Tarefas
1 > No texto sobre ceticismo, qual é o nome da escola de filósofos da qual se origina o ceticismo filosófico?
2 > Diga se cada afirmação concorda com o texto sobre ceticismo e cite as palavras do texto que decidem: (a) o movimento cético é algo bem moderno; (b) Pirro de Elis pregava a impossibilidade de qualquer conhecimento; (c) é correto dizer que os cientistas são céticos.
3 > Dê seguimento ao texto sobre ceticismo a partir da última frase apresentada.

Trecho do documento
18 de novembro de 2010

Crenças Céticas - II Fundamentos do Ceticismo.


"Existem duas maneiras de ser enganado: uma é acreditar no que não é verdade e a outra é recusar-se a acreditar naquilo é."  Søren Kierkegaard

A. Xavier.

O que é ceticismo? Hoje, é comum encontrar argumentos céticos em grupos que discutem ou rebatem a possibilidade de fenômenos anômalos (os eventos psíquicos são apenas um subconjunto desses que engloba também as ocorrências de objetos voadores não identificados ou, simplesmente, OVNIS dentre outros). Segundo esse grupo de pessoas, a Ciência - entendida em uma concepção particular - não sustenta, aprova ou comprova a existência desses fenômenos. Em outras palavras, os céticos das anomalias clamam para si a autoridade da ciência para fundamentar sua opinião.

Mas, enquanto esse movimento cético pode parecer hoje em dia algo bem moderno, isso não é verdade. Os que duvidam sempre seguiram lado a lado com os que creram desde a mais remonta antiguidade. Como a dúvida é a ausência da crença, para se estabelecer como verdade um determinado fato (não importa qual seja ele), é preciso fundamentar a dúvida em princípios e são esses princípios que pretendemos discutir aqui.

Na filosofia estabelecida como disciplina de estudo, conta-se que Pirro de Elis (~ 300 a. C) pregava a postura da ataraxia (paz da mente) ou falta de preocupação com relação ao conhecimento das coisas, pois ele duvidava que pudéssemos em realidade conhecer qualquer coisa. Pirro pregava dessa forma a acatalepsia ou impossibilidade de qualquer conhecimento. O ceticismo filosófico origina-se assim da crença dos Skeptikoi ou escola de filósofos que não afirmavam absolutamente nada, mas apenas davam sua opinião. A atuação dos céticos foi importante para o desenvolvimento da filosofia. No hinduísmo, a escola Karvaka (por volta de 500 a. C) pregava a linha de pensamento materialista ou de oposição a qualquer tipo de crença. Vê-se assim que a argumentação cética que se contrapõe à crença de qualquer tipo ou à possibilidade de conhecimento não é coisa moderna.

Nas ciências - entendida como atividade dos cientistas tendo suas próprias regras e proposições de raciocínio -  o ceticismo é comumente acreditado como tendo um papel importante. É comum - embora incorreto - dizer que os cientistas são céticos. A postura cética, dependendo do momento e da maneira como é feita, pode tanto ajudar como prejudicar o desenvolvimento científico. Há vários exemplos na História da Ciência sobre isso.

Dados fornecidos
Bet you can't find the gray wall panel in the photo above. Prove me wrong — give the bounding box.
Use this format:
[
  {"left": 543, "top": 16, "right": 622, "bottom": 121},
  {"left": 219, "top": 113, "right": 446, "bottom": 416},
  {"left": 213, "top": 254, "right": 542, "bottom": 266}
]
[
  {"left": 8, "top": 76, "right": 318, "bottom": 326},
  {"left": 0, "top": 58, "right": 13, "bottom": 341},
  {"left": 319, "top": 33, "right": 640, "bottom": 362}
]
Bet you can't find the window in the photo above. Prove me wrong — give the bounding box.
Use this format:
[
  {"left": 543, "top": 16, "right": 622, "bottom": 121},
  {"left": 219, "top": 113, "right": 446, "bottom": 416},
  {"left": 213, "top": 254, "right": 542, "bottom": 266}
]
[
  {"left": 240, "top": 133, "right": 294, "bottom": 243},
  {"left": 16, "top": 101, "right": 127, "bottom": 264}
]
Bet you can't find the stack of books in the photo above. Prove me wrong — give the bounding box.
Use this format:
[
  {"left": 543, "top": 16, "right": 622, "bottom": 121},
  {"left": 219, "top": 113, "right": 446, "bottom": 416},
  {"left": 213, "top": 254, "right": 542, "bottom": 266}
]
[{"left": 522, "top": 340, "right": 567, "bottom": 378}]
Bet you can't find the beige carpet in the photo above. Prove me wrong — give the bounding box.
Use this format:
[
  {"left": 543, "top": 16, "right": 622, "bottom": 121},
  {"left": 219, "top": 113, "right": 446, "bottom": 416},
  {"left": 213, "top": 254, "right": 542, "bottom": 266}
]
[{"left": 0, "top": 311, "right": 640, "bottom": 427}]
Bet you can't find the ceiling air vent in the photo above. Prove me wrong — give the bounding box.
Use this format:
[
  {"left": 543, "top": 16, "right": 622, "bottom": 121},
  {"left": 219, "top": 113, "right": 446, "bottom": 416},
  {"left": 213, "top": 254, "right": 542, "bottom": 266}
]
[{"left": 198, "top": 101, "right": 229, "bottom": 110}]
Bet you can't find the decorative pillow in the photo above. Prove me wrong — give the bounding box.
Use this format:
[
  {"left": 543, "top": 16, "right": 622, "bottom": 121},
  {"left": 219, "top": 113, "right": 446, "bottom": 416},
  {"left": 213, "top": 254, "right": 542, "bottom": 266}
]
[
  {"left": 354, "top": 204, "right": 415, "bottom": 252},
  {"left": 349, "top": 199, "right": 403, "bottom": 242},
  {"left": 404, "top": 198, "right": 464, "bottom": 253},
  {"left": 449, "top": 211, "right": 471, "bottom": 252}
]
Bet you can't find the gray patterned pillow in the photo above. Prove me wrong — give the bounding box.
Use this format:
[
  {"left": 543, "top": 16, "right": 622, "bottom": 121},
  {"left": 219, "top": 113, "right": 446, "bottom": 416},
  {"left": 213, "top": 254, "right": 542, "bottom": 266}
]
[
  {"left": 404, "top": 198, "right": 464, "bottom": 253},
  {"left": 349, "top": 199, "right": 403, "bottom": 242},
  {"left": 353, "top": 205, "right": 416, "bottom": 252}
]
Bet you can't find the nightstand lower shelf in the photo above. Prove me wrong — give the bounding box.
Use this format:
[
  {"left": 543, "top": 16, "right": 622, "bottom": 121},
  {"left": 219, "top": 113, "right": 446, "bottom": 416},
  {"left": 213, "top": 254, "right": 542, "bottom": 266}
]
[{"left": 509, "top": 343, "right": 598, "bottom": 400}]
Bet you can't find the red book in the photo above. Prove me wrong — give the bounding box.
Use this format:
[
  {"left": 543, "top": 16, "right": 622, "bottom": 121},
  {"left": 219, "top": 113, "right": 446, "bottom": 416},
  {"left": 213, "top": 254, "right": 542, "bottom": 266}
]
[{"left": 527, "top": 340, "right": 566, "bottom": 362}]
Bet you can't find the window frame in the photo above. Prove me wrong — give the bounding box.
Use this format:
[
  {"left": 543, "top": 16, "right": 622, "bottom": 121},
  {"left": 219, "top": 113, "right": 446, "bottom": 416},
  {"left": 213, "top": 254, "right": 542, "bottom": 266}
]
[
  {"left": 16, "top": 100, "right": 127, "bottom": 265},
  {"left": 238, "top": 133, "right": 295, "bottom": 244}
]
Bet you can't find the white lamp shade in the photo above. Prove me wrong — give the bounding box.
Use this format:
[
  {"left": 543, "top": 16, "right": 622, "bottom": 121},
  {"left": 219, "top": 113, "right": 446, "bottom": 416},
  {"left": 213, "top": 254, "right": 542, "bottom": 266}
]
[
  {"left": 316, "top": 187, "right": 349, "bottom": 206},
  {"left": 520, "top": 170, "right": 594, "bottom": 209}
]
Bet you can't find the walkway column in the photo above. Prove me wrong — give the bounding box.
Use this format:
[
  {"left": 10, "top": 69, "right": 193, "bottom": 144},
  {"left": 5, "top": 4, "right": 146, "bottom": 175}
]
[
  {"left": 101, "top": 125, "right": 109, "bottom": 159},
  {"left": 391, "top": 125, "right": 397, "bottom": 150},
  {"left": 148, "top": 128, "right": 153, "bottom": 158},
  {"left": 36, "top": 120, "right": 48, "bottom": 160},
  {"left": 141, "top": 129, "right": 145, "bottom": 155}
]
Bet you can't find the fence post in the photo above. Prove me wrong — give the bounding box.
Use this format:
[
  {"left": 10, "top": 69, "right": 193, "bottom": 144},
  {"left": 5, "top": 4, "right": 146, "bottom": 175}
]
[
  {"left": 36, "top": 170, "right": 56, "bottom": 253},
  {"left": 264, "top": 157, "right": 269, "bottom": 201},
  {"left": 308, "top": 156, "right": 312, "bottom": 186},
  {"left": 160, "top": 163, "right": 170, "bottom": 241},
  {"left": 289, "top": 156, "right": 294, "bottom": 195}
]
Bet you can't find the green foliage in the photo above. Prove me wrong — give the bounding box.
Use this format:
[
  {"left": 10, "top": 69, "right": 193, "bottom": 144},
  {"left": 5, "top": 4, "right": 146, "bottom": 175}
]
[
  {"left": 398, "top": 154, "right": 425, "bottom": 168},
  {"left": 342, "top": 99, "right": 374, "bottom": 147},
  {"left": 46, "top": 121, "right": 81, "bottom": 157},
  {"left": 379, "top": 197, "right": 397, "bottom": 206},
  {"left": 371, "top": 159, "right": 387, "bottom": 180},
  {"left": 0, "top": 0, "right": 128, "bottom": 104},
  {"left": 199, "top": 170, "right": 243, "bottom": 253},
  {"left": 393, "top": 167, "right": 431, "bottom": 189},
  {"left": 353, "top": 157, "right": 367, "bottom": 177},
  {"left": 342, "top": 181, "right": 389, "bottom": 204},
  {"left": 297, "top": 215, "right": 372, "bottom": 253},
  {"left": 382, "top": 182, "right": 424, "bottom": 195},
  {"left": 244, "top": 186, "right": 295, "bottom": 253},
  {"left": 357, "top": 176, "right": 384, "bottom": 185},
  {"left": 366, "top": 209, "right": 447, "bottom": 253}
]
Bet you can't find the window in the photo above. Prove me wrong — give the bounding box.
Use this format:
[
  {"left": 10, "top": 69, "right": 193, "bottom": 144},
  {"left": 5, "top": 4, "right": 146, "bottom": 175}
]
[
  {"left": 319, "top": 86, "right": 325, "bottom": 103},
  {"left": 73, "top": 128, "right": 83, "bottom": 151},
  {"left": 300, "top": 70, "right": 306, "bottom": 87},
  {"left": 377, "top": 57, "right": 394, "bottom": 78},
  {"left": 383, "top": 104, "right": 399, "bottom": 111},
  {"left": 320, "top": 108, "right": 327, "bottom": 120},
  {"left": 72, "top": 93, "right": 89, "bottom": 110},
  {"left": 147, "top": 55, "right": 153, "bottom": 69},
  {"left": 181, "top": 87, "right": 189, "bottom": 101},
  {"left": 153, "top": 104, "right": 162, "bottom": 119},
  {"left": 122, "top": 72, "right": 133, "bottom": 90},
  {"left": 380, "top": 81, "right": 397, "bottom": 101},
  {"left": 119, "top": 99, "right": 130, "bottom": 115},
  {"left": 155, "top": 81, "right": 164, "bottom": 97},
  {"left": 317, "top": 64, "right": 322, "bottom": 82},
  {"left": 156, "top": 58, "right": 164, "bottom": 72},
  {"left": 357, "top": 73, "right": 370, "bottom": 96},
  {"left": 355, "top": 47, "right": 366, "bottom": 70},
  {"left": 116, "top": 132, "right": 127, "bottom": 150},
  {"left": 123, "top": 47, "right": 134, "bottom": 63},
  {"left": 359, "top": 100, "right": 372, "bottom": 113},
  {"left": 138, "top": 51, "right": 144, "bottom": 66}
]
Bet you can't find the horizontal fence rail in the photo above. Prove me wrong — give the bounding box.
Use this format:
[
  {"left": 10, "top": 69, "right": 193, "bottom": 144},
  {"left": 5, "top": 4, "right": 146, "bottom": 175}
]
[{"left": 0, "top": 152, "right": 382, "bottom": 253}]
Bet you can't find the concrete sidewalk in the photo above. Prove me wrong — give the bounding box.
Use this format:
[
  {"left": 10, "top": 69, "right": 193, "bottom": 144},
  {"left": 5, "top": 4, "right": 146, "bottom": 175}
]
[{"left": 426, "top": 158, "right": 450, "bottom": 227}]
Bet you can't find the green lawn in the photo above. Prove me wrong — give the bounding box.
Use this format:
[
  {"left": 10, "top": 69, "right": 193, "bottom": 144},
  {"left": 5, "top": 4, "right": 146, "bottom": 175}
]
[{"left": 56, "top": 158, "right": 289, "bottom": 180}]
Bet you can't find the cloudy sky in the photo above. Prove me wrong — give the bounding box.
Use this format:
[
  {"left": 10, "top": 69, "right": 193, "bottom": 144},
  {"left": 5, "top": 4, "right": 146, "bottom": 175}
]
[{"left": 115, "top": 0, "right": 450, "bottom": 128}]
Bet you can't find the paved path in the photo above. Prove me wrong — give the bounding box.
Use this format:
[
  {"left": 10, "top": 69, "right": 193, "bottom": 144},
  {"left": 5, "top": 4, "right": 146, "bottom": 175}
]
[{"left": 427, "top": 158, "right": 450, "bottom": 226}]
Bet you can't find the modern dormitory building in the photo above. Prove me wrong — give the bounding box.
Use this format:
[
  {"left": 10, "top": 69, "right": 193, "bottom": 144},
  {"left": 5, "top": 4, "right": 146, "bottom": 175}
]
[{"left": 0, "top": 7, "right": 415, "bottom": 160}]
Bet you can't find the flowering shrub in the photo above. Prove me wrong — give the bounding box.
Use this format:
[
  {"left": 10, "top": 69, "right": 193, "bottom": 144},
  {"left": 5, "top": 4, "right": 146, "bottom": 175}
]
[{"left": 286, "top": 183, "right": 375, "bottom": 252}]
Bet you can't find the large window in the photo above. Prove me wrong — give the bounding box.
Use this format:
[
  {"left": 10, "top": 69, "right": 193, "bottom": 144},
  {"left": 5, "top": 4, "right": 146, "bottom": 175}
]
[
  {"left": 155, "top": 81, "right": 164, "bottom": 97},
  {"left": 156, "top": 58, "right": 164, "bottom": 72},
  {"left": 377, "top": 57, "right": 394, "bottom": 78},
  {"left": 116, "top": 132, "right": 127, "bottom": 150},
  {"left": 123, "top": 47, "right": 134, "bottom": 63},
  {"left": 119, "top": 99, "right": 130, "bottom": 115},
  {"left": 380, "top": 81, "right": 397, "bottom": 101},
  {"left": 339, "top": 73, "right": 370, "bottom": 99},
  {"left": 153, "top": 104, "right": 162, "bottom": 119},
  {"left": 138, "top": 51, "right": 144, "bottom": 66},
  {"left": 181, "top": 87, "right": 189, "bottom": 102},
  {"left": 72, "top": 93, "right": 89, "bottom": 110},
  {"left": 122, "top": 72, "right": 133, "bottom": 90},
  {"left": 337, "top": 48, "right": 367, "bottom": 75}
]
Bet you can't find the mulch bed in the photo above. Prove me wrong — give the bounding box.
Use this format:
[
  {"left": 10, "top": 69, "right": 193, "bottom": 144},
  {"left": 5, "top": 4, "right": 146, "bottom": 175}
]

Respostas em ordem
1 > Skeptikoi.

2 >
(a) Não: "Mas, enquanto esse movimento cético pode parecer hoje em dia algo bem moderno, isso não é verdade."
(b) Sim: "Pirro pregava dessa forma a acatalepsia ou impossibilidade de qualquer conhecimento."
(c) Não: "É comum - embora incorreto - dizer que os cientistas são céticos."

3 >
Ao se estabelecerem como verdades provisórias, as teorias científicas precisam erger sistemas de proteção que impeçam a modificação não desejada desses princípios. Justamente por não ser necessário 'comprovar' sempre determinadas verdades é que se organizam as ciências na forma de um corpo de princípios ou 'doutrina'. Essa doutrina científica - que é, em essência a teoria, não pode ser modificada ao longo do processo de investigação na medida em que mais fatos a corrorborarem. Existe assim uma orientação (ou heurística) que impede que as ciências sejam modificadas. Muitas vezes, essa heurística orientadora de proteção dos princípios de conhecimento é confundida com o ceticismo. Ela é, na verdade, uma postura de proteção, pois sua tarefa é proteger o conhecimento, sem fechá-lo a novas investigações.

Para que seja genuíno em sua aplicação, essa postura tem que se expressar na forma de uma linguagem ou teoria científica. Qualquer coisa fora disso pode ser  considerado ceticismo ordinário e não guarda qualquer relação com a Ciência. Assim, podemos definir o cético de forma geral (de acordo com o Webster's Revised Unabridged Dictionary) como alguém que:
"Não está decidido quanto ao que é verdadeiro, alguém que está buscando o que é a verdade, um pesquisador de fatos e raciocínios."
Aqui, no ceticismo ordinário, como postura de direito inalienável de cada um diante de fatos do mundo, existem uma infinidade de posicionamentos. Para cada posicionamento, uma virtude ou defeito gerará essa ou aquela consequência para a crença individual. Como o referêncial de verdade é, muitas vezes, a própria individualidade (embora muitos céticos digam que é a Ciência), há que se julgar a postura cética de acordo com as consequências que ela gera.

Nas considerações sobre o ceticismo, é preciso antes discutir onde estão os alicerces para o estabelecimento de afirmações sobre o mundo. De forma muito simples, ao longo da história das ciências e da filosofia foi possível ver que os fundamentos para o conhecimento estão estabelecidos na autoridade - seja de determinados textos considerados sagrados ou na pessoa de cientistas de renome.Veremos com certo detalhe essa questão da autoridade mais adiante, quando estudarmos os verdadeiros alicerces que fundamentam o conhecimento científico genuíno.

Muitas vezes também o ceticismo tem como força motriz a própria individualidade ou personalidade do cético e ai deve-se invocar considerações sobre psicologia, quando paixões humanas mais elementares tais como orgulho ou a inveja entram em cena. Há pessoas que duvidam simplesmente pelo prazer de se duvidar, sendo que a busca pela verdade quase que nenhum papel toma parte. Outras se admiram com a atenção dispensada pela maioria a determinadas pessoas envolvidas com fenômenos anômalos (como é o caso dos eventos psíquicos, os médiums) e passam a atacar de forma sistemática a personalidade do envolvido. Essa admiração gera a raiva que se prende à inveja ou desejo de atrair a mesma atenção para si. Veremos também alguns fundamentos psicológicos para as crenças céticas.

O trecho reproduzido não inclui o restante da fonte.